**PASSAGE SHOWN**.
::::::

Saturday, December 20, 2014

Book Review: The Ninth Daughter

Synopsis according to GoodReads:
"1773: The Massachusetts colony is torn between patriots who want independence from British rule and loyalists who support the King. At the center is the educated and beautiful Abigail Adams, wife of John Adams, the leader of the Sons of Liberty, a secret organization opposing the Crown.

When a murder occurs in the home of their friend and fellow patriot, Rebecca Malvern, John is accused of the gruesome crime, which was seemingly perpetrated to obtain a secret Sons of Liberty document. With both her husband's good name and the fate of the Sons of Liberty at stake, Abby must uncover a conspiracy that could cost them all their freedom, and their lives."

The Ninth Daughter surprised me. I expected an interesting cozy-style mystery with a fictionalized version of Abigail Adams, John Adams' wife. But this was an interesting balance between well-researched historical fiction, and serial killer murder mystery. 

I did not figure out who did it before Abigail Adams did, which worked just fine since she solves this crime (and others, in this series, apparently) through curiosity, intelligence, and knowing her community. At a time when crimes (especially done to the lower classes) were ignored for the sake of the politics involved, this unlikely detective-type heroine fits perfectly.

::::::

**RECORDED DATA**.
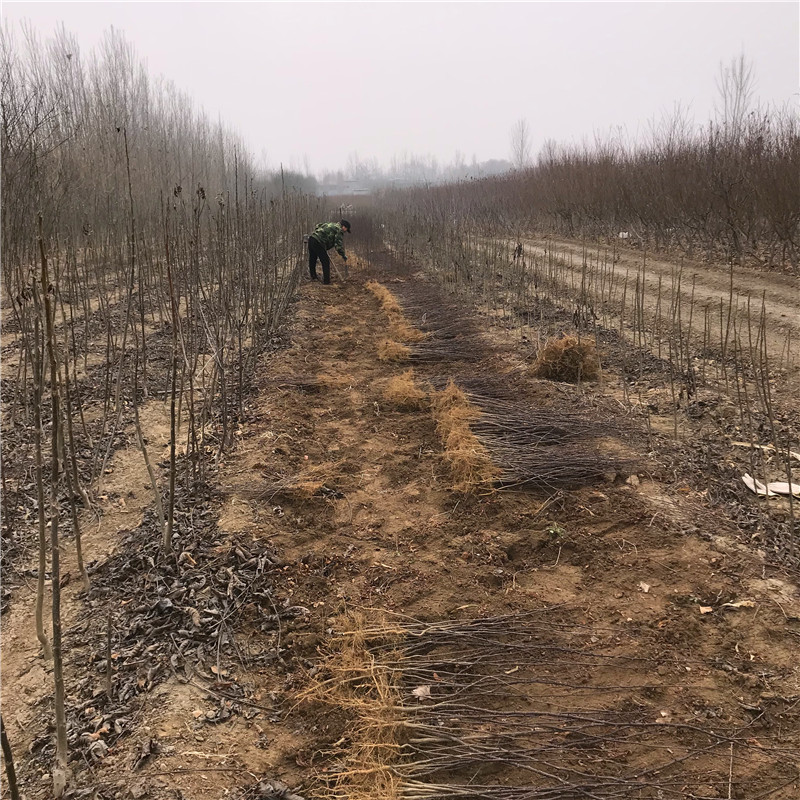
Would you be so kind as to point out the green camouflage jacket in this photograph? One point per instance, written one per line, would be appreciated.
(329, 234)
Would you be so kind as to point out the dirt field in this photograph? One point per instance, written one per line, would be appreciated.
(712, 283)
(627, 640)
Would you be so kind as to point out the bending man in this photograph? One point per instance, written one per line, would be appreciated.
(326, 235)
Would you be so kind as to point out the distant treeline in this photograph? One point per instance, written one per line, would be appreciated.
(730, 190)
(86, 139)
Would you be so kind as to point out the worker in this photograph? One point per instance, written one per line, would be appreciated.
(326, 235)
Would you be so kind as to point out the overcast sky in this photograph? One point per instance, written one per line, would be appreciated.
(314, 82)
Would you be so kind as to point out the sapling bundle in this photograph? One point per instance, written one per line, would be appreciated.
(518, 706)
(403, 392)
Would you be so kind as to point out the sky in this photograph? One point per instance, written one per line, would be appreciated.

::::::

**STATED GOAL 1**. Could you rewrite the book review, starting with "Saturday, December 20, 2014" and going on through "opposing the Crown.", with "colony" changed to "province"?
**STATED GOAL 2**. Can you pick up the review of The Ninth Daughter where it stops and keep writing it?

**RESPONSE 1**.
Saturday, December 20, 2014

Book Review: The Ninth Daughter

Synopsis according to GoodReads:
"1773: The Massachusetts province is torn between patriots who want independence from British rule and loyalists who support the King. At the center is the educated and beautiful Abigail Adams, wife of John Adams, the leader of the Sons of Liberty, a secret organization opposing the Crown.

**RESPONSE 2**.
But where this book truly shines is in its historical aspects. Hamilton has managed to bring to life the Puritan work ethic, the active role of Christianity in the lives of the folk of Boston (and the Protestant vs Catholic feelings of the time), the role and responsibilities of women (holy carp, I would never have lasted), and the tense political situation overlaying (and complicating) everything.

It never felt like a lecture, but neither did Abigail feel too distant from modern sensibilities to relate to. She's curious, compassionate, frustrated, and has a mounting pile of housework to do. She loses her patience, banters with her husband, tries to keep from gossiping, and recognizes that what is good isn't always what is right (and vice versa).

Also, Lieutenant Coldstone.

Overall, I really enjoyed this one and highly recommend it for fans of historical fiction, the late 1700's America (and events leading to the Revolutionary War, as told by first person perspective), murder mysteries, clever female protagonists, political commentary (I mean, truly, there are some then-and-now themes going on), and immersive writing.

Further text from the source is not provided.